***** ОТРЫВОК *****

Не прошло и двух месяцев после моего выздоровлений, как началась другая напасть: это мой прежний кишечный катарр, уже несколько лет оставивший меня в покое.
Оттого ли, что я, опасаясь вина, начал опять пить воду, или же от патологической связи страданий двух органов - почек и кишечного канала,только никогда еще поносы не обнаруживались у меня с такою силою и упорством, как после страдания почек... Я перестал лечиться и держать диэту: ни вина, ни пива, ни водки.
Научные занятия мои продолжались попрежнему; им суждено было, однакоже, принять другое направление и другие размеры.
Отдаленною тому причиною был случившийся в с.-петербургской Медико-хирургической академии казус, заставивший ее перевернуться вверх дном.
Положение этого единственного в С.-Петербурге учебно-медицинского высшего учреждения было весьма странное: оно состояло в ведомстве министерства внутренних дел; президентом его был главный военно-медицинский инспектор, баронет Виллье, а главное назначение заключалось преимущественно в приготовлении военных врачей. Вследствие этого назначения президент академии Виллье счел даже ненужным учреждение женской и акушерской клиник.
- Солдаты не беременеют и не родят,- говорил баронет,- и потому военным врачам нет надобности учиться акушерству на практике.

*****

→ ЗАДАНИЯ
#1 Переведите на английский язык предложение из отрывка: «Научные занятия мои продолжались попрежнему; им суждено было, однакоже, принять другое направление и другие размеры».
#2 В ведомстве какого министерства, согласно отрывку, состояла с.-петербургская Медико-хирургическая академия?
#3 Воспроизведите дословно часть отрывка, которая начинается со слов, содержащих «Оттого ли, что», и заканчивается словами «перевернуться вверх дном.».
Материал для выполнения заданий не понадобится.

***** ИСХОДНЫЙ МАТЕРИАЛ *****

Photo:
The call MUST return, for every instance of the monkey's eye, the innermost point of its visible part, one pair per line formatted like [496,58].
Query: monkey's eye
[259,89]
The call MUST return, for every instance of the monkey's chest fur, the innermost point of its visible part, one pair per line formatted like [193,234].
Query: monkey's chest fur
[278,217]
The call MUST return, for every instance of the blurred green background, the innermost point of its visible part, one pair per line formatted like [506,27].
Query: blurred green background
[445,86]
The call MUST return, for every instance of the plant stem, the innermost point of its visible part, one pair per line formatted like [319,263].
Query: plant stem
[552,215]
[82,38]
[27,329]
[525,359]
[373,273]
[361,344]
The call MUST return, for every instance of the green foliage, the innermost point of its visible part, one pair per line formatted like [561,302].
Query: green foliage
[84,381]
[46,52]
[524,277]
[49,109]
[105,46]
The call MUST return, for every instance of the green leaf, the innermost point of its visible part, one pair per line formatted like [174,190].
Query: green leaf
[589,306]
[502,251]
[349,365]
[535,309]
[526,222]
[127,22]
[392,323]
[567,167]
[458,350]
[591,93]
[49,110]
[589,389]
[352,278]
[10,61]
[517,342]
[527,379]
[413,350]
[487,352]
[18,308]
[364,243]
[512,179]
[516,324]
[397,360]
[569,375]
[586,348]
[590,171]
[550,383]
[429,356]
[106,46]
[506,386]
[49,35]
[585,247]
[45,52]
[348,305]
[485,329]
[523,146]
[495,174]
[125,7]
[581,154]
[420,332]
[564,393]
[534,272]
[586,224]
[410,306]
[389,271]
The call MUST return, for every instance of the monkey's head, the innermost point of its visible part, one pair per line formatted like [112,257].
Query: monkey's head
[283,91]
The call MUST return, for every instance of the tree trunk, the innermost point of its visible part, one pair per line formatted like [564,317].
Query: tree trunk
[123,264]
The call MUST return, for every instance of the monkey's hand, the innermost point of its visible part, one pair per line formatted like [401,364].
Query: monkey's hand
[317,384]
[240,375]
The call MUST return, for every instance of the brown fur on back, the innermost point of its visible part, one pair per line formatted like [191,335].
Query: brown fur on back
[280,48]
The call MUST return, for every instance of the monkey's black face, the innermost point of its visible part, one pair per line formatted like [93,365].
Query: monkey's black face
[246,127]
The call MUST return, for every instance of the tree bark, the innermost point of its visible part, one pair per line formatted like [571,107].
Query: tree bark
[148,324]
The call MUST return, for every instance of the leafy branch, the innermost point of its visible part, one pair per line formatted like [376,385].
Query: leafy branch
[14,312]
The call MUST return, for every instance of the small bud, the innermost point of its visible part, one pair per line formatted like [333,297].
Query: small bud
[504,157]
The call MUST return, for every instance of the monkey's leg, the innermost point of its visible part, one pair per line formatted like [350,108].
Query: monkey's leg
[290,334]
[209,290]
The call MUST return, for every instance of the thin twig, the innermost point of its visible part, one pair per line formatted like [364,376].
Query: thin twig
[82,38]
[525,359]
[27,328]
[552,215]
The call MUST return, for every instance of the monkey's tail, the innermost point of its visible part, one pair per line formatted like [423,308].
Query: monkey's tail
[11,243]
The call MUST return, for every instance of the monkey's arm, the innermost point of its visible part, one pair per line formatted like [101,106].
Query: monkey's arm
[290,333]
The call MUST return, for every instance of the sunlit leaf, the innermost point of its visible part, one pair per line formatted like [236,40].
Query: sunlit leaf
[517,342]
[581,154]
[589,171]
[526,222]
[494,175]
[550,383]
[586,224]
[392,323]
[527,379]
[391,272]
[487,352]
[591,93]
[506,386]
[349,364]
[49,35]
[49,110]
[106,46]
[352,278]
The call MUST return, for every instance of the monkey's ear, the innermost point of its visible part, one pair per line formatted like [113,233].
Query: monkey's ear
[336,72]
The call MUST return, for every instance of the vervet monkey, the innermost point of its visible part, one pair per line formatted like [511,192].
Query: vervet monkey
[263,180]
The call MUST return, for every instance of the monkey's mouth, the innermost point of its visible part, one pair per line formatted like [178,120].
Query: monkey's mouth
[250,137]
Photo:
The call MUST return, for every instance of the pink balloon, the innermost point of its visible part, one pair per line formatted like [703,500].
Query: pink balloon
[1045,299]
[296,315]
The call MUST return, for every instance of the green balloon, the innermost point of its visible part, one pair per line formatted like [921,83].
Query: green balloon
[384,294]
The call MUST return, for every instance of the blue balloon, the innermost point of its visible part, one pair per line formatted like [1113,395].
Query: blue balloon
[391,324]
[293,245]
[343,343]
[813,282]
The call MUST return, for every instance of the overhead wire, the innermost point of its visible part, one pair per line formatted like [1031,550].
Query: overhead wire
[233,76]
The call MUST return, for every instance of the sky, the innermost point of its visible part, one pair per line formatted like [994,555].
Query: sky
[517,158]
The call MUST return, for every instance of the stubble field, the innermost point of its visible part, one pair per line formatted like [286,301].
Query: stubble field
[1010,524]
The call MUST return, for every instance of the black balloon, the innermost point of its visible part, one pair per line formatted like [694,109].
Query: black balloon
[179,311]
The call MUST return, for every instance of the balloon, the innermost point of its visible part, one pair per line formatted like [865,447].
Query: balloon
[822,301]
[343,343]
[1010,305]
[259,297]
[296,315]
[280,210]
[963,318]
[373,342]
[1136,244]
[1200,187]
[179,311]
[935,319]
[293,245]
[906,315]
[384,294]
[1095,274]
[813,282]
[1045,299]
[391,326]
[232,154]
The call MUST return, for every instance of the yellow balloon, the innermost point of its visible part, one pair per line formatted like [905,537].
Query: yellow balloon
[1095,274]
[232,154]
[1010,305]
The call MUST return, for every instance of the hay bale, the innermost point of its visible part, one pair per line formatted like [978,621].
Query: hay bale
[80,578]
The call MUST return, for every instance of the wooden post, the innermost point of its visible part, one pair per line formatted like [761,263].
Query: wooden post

*****

→ ОТВЕТЫ ПО ЗАДАНИЯМ
#1 My scientific work continued as before; it was destined, however, to take a different direction and a different scale.

#2 В ведомстве министерства внутренних дел.

#3
Оттого ли, что я, опасаясь вина, начал опять пить воду, или же от патологической связи страданий двух органов - почек и кишечного канала,только никогда еще поносы не обнаруживались у меня с такою силою и упорством, как после страдания почек... Я перестал лечиться и держать диэту: ни вина, ни пива, ни водки.
Научные занятия мои продолжались попрежнему; им суждено было, однакоже, принять другое направление и другие размеры.
Отдаленною тому причиною был случившийся в с.-петербургской Медико-хирургической академии казус, заставивший ее перевернуться вверх дном.